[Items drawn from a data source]
•••
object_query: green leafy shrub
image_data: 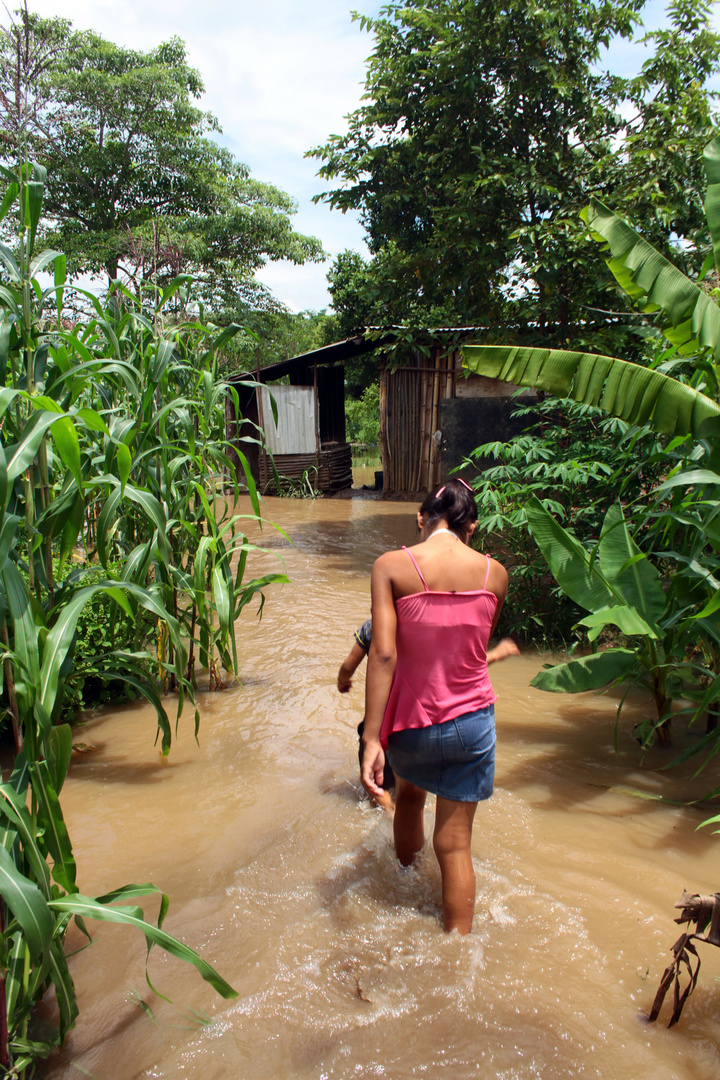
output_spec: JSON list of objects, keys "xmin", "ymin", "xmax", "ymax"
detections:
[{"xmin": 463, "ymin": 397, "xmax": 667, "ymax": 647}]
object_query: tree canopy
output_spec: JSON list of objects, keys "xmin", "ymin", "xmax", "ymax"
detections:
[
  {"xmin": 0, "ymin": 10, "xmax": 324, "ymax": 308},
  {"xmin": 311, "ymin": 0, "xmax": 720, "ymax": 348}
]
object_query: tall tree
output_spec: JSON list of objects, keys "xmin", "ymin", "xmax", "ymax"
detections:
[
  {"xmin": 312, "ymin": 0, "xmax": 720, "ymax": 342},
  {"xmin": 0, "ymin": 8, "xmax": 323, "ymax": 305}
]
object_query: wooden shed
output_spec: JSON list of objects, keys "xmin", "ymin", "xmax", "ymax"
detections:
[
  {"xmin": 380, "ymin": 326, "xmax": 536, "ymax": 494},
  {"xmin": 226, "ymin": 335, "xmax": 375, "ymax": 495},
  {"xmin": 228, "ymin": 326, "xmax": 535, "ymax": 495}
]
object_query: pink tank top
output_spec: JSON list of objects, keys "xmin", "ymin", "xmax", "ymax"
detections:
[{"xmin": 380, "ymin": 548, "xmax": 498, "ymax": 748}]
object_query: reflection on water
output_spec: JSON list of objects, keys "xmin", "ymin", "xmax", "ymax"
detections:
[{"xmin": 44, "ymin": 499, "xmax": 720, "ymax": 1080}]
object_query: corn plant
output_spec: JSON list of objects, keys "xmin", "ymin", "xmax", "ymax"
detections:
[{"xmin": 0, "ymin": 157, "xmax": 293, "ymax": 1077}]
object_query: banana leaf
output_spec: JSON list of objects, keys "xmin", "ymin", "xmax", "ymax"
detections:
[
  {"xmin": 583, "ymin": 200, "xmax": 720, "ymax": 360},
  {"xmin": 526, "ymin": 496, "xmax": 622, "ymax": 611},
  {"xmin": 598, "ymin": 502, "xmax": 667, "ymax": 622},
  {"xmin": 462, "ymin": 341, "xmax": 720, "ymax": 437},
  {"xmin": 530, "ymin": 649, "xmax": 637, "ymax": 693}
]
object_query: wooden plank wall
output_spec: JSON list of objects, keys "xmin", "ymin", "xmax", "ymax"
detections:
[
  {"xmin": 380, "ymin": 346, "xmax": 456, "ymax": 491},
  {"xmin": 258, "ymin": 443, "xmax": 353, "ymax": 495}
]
•••
**TASK DIRECTIONS**
Show each line of the items that contains the word "tree".

**RESPONSE TO THIS TASK**
object_query: tree canopy
object_query: tall tree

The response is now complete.